# Part 6: Learning

Posted under

## Table of Content

Learning is defined by the psychologist as the process of acquiring new and relatively enduring information or behaviors. There are generally three types of learning, classical conditioning (CC), operant conditioning (OC), and cognitive learning. These three guys, as well as their connection, are the topic today.

## Basic Learning Concepts

Learning is basically the process of association. For classical conditioning, it associates two stimuli1. All the animals can exhibit classical conditioning. It is crucial because by doing so, the animals can anticipate the immediate future and survive. For operant conditioning, it associates a behavior and its consequence, so that by repeating the acts, animals can obtain rewards or avoid punishment. It is commonly seen in complex animals. For cognitive learning, it is an even more complex mental process guiding our behavior. Observational learning belongs to this category. It lets us learn from other's experiences.

## Classical Conditioning (CC)

Classical conditioning associates two stimuli1. It is the most basic form of learning. It grants organisms the ability to adapt to their environment. Animals can gain food, avoid dangers, locate mates and produce offspring thanks to it.

There are five terms that are pre-requisite to understanding classical conditioning. Let us explain them in the context of Pavlov's2 classic experiment, in which the food, a tone, and a dog are presented.

A dog intrinsically has no interest in the tone of a ring. The tone can hardly elicit a meaningful response from the dog. So the tone here is called an neutral stimulus (NS).

NS\,(tone)\longrightarrow no\,\,salivation

The food can lead the dog to salivate. It is an instinct of dogs that does not require learning. The fond is called an unconditioned stimulus (US). The response of salivation is called an unconditioned response (UR).

US\,(food)\longrightarrow UR\,(salivation)

The experimenter trains the dog by first ringing the tone, followed by delivering the food, the dog gradually learns to associate the tone with the arrival of food. This training process is called "conditioning".

NS\,(tone) + US\,(food)\longrightarrow UR\,(salivation)

After the conditioning, when the dog hears the tone, it will salivate no matter whether the food is presented or not. The tone here is called the conditioned stimulus (CS), and the salivation the conditioned response (CR).

CS\,(tone)\longrightarrow CR\,(salivation)

Bear these terms in mind, we can move on to several processes.

## [Provided records]

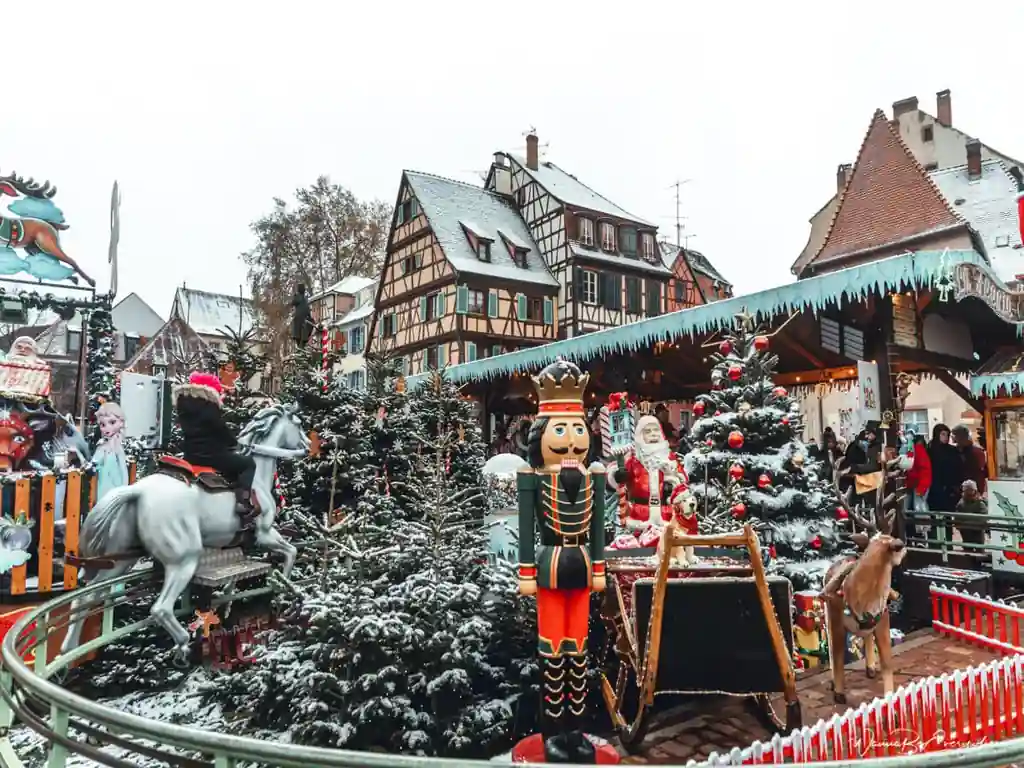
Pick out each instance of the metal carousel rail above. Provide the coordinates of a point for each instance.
(72, 724)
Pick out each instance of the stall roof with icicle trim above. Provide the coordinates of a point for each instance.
(916, 269)
(1000, 376)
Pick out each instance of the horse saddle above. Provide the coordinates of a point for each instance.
(206, 477)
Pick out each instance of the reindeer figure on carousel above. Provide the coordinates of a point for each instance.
(34, 235)
(857, 589)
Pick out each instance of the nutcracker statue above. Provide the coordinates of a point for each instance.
(562, 499)
(653, 478)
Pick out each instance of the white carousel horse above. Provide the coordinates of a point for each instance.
(173, 521)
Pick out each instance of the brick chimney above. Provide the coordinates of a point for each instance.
(904, 105)
(973, 158)
(531, 152)
(944, 108)
(842, 176)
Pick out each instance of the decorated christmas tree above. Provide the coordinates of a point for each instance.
(748, 464)
(411, 642)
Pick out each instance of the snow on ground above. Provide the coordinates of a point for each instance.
(183, 706)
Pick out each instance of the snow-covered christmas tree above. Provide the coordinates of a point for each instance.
(748, 463)
(411, 642)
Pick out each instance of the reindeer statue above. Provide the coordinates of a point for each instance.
(857, 589)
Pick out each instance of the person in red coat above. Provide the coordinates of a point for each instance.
(652, 477)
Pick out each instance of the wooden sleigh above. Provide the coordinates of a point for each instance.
(744, 649)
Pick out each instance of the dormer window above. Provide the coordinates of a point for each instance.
(586, 231)
(628, 241)
(647, 246)
(608, 237)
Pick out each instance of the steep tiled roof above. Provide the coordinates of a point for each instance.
(888, 199)
(572, 192)
(449, 204)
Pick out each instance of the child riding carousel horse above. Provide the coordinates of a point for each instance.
(208, 439)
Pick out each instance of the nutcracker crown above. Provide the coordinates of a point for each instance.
(559, 389)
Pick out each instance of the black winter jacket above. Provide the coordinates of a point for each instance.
(206, 434)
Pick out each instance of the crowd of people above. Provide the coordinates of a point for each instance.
(947, 474)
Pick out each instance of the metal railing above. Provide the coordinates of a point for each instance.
(74, 724)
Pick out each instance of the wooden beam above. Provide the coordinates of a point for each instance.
(931, 359)
(958, 389)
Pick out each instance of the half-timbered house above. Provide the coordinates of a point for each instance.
(463, 279)
(693, 281)
(605, 260)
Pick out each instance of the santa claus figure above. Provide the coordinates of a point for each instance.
(652, 478)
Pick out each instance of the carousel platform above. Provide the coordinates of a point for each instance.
(697, 728)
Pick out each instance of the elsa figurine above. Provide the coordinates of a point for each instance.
(112, 466)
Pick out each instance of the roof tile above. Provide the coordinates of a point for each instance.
(887, 199)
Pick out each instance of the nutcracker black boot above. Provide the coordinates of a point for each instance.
(554, 708)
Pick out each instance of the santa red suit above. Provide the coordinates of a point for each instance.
(652, 477)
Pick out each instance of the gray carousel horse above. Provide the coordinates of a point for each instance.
(173, 521)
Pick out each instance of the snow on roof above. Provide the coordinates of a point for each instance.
(210, 313)
(571, 190)
(448, 205)
(989, 205)
(348, 286)
(592, 254)
(358, 313)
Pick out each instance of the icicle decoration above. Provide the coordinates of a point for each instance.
(918, 270)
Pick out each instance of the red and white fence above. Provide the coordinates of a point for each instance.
(961, 709)
(979, 621)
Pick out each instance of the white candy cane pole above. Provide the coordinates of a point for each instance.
(325, 348)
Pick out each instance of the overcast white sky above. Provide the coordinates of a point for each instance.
(205, 111)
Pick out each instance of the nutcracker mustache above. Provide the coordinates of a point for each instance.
(564, 451)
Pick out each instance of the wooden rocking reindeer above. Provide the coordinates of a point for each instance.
(857, 589)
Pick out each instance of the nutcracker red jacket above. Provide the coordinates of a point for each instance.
(919, 478)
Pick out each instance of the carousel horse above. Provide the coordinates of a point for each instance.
(173, 521)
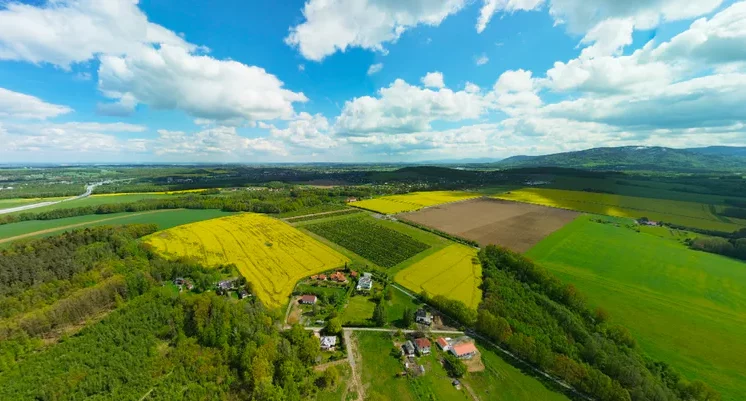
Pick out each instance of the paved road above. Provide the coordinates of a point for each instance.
(515, 357)
(87, 193)
(381, 329)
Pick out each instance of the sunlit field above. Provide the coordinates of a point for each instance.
(271, 254)
(689, 214)
(454, 272)
(684, 307)
(414, 201)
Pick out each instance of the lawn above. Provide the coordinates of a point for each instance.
(689, 214)
(336, 393)
(395, 307)
(271, 254)
(451, 272)
(499, 382)
(164, 219)
(684, 307)
(373, 241)
(358, 312)
(413, 201)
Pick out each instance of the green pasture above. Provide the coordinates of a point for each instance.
(684, 307)
(163, 218)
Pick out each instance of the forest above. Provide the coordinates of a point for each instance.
(151, 339)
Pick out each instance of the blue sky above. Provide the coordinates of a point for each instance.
(365, 80)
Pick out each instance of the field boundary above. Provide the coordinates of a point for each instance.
(77, 225)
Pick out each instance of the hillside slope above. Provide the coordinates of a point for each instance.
(637, 158)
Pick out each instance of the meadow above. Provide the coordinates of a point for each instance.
(688, 214)
(162, 218)
(454, 272)
(684, 307)
(414, 201)
(93, 200)
(271, 254)
(366, 237)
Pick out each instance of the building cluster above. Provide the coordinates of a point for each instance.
(337, 277)
(365, 283)
(183, 283)
(462, 348)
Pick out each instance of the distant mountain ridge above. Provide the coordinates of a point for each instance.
(715, 158)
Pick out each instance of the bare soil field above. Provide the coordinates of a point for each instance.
(516, 226)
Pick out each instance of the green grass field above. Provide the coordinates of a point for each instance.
(359, 309)
(163, 218)
(369, 239)
(93, 200)
(450, 272)
(689, 214)
(499, 382)
(434, 242)
(684, 307)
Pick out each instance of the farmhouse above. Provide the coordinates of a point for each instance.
(423, 317)
(408, 348)
(308, 300)
(444, 343)
(338, 277)
(365, 283)
(328, 343)
(464, 350)
(423, 346)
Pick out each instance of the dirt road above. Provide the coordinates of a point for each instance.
(356, 383)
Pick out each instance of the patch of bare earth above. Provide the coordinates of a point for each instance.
(516, 226)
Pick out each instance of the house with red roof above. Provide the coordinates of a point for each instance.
(464, 350)
(308, 300)
(422, 345)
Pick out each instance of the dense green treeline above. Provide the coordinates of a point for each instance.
(156, 342)
(548, 323)
(198, 346)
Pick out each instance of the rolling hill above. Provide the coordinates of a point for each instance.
(638, 158)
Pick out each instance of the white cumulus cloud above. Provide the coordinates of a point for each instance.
(172, 78)
(336, 25)
(375, 68)
(20, 105)
(433, 80)
(64, 32)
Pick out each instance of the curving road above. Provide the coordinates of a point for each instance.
(88, 191)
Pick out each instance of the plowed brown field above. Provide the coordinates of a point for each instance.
(517, 226)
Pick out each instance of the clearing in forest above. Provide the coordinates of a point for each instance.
(688, 214)
(369, 239)
(684, 307)
(454, 272)
(514, 225)
(414, 201)
(271, 254)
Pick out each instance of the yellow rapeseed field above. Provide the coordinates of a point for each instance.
(271, 254)
(454, 272)
(689, 214)
(411, 202)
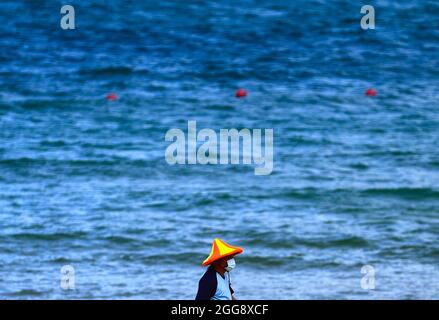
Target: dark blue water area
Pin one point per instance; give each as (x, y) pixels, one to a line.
(84, 181)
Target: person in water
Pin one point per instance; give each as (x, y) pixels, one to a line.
(215, 283)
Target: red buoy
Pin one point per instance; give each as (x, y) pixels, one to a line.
(371, 92)
(241, 93)
(111, 97)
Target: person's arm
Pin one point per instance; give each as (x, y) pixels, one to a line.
(207, 286)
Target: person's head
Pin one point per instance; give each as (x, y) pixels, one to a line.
(224, 264)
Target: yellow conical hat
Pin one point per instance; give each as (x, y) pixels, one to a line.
(220, 249)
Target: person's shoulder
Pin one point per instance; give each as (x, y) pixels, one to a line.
(209, 276)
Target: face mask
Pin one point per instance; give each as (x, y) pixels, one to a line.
(230, 264)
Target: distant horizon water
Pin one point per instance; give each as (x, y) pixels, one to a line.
(90, 208)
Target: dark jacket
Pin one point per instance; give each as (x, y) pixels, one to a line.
(207, 285)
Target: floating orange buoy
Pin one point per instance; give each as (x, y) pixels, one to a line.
(371, 92)
(111, 97)
(241, 93)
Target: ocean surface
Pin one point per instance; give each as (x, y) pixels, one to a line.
(84, 181)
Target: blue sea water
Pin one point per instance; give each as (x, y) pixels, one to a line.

## [Brief 1]
Sum up the text on learning in two sentences.
## [Brief 2]
Write the next part of the text on learning, picking up after its last sentence.
You won't need the records for this.

## [Answer area 1]
Learning, the process of acquiring new and relatively enduring information or behaviors, works by association and comes in three types: classical conditioning, which links two stimuli; operant conditioning, which links a behavior with its consequence; and cognitive learning, a more complex mental process that includes observational learning. Using Pavlov's experiment with a dog, food, and a tone, the text shows how a neutral tone, repeatedly followed by food that makes the dog salivate, becomes a conditioned stimulus that brings on salivation by itself.

## [Answer area 2]
#### Five Processes

Acquisition is the initial stage of classical conditioning, during which the animal links an NS with an US. The time elapsed between presenting the NS and US usually cannot be too long. The longer the elapse, the weaker the links. Half a second usually works well. During the acquisition, the volume of salivary it emits when hearing sequential tones keep increasing, indicating that the dog learned the conditioning.

Extinction is the diminished response that occurs when the learned CS (tone in our example) no longer signals the soon-to-be-arrival US (food). During the extinction, the later the fake tones in the sequence, the less salivation it can trigger, indicating that the dog somehow "forgets" the conditioning.

Simultaneous Recovery is an interesting stage. After the extinction stage, the salivation no longer occurs and the volume becomes zero. However, when the fake CS is paused for a while and emerges again, the salivation would occur again with a mild volume as if the CS was still remembered. It can even work better than it does during the late stage of previous extinction!

Generalization is the ability that the CR can be triggered by similar CS, like a similar tone in our example.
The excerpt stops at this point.